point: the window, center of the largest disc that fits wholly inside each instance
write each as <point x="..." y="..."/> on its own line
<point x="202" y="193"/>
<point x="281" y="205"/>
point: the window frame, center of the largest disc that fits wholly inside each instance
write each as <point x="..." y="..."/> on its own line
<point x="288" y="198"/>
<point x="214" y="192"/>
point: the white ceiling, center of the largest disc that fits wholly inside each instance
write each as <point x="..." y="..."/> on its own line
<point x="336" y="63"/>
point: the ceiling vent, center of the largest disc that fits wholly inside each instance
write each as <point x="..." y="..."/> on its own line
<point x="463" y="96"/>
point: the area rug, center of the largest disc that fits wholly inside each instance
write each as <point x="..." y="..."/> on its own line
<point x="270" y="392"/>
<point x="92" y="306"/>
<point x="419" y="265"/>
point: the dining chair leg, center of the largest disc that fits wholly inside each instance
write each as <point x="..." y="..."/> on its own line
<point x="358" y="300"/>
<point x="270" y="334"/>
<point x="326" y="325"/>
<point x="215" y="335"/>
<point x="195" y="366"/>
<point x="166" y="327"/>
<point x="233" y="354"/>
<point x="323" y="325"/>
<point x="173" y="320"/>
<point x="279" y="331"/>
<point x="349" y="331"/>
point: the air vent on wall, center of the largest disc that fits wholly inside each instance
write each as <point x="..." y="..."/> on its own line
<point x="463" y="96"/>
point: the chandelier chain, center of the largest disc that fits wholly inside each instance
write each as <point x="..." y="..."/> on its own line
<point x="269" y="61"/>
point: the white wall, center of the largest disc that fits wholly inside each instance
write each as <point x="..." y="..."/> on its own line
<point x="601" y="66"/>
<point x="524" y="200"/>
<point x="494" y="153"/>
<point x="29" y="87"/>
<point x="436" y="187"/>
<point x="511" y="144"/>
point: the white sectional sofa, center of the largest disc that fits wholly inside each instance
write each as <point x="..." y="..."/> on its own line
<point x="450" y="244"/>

• • • • • • •

> _EXERCISE DETAILS_: Copy out every line from the one containing "point: the white sectional" down to the end of the material, requests included, and shift each coordinate in the answers by adding 58 to it.

> _FULL OUTPUT_:
point: the white sectional sofa, center of the largest disc that fits wholly inside each instance
write each as <point x="..." y="..."/> on its own line
<point x="508" y="302"/>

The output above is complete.